Detection examples:
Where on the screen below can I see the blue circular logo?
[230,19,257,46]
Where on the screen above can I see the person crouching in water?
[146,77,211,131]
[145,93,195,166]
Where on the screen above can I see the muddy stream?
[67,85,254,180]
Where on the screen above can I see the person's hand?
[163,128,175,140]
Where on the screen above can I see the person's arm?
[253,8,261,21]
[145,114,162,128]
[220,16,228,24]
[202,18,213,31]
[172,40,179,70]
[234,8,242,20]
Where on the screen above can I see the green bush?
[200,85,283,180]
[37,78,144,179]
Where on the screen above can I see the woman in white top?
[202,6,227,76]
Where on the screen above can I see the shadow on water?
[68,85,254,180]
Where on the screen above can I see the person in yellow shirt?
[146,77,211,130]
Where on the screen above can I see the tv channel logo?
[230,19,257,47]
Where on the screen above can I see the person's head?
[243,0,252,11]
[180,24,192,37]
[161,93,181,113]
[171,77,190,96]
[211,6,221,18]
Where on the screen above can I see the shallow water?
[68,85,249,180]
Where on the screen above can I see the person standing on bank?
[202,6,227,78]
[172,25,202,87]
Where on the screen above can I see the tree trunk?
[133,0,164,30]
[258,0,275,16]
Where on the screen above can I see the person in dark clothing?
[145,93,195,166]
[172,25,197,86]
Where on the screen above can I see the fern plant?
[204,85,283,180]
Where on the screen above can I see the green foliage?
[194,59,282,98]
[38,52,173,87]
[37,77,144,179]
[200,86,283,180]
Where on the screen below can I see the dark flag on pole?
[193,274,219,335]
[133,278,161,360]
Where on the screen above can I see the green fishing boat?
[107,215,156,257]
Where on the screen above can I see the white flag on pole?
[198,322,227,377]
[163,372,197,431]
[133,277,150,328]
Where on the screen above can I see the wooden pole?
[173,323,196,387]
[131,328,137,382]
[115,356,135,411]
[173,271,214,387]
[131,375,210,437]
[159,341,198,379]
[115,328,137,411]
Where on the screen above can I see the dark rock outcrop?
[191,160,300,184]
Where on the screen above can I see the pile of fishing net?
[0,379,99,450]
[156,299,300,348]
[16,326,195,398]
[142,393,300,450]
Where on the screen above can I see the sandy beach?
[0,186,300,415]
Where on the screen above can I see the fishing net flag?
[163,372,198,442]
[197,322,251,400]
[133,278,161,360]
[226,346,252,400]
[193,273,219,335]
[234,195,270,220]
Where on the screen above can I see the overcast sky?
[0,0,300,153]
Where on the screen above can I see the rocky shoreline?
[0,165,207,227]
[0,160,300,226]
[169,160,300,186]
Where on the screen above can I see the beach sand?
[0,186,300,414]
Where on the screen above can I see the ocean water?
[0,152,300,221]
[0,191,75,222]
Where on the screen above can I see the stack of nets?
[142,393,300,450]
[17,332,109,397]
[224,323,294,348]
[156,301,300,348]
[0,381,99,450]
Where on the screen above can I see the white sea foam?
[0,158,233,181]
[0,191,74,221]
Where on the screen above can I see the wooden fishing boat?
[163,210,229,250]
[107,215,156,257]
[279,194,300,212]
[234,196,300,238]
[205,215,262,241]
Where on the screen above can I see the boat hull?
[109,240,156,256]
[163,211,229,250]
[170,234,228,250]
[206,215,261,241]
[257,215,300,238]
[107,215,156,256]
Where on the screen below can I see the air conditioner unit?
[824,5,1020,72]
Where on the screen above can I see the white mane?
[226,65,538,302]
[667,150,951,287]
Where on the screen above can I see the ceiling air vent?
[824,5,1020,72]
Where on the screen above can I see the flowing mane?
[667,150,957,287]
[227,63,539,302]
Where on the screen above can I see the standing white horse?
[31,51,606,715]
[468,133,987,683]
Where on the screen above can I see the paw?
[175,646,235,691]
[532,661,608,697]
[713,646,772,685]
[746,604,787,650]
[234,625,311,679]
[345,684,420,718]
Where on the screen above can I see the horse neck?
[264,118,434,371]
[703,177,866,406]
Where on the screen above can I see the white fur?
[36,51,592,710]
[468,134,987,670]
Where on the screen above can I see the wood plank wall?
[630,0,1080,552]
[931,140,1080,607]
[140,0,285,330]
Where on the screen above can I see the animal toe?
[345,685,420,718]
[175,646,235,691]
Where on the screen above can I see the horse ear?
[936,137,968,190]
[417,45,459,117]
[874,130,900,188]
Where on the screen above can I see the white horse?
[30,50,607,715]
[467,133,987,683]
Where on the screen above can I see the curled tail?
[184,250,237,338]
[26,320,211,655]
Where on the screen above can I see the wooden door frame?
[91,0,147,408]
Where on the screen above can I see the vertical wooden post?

[Brief]
Find every line in the entries above that contains the word "pole", treating case as significant, and copy each one.

[Output for this exercise]
Where on the screen below can I see the dark flag on pole?
Where on the screen above can I see the white flag on pole?
Where on the screen above can I see the wooden pole?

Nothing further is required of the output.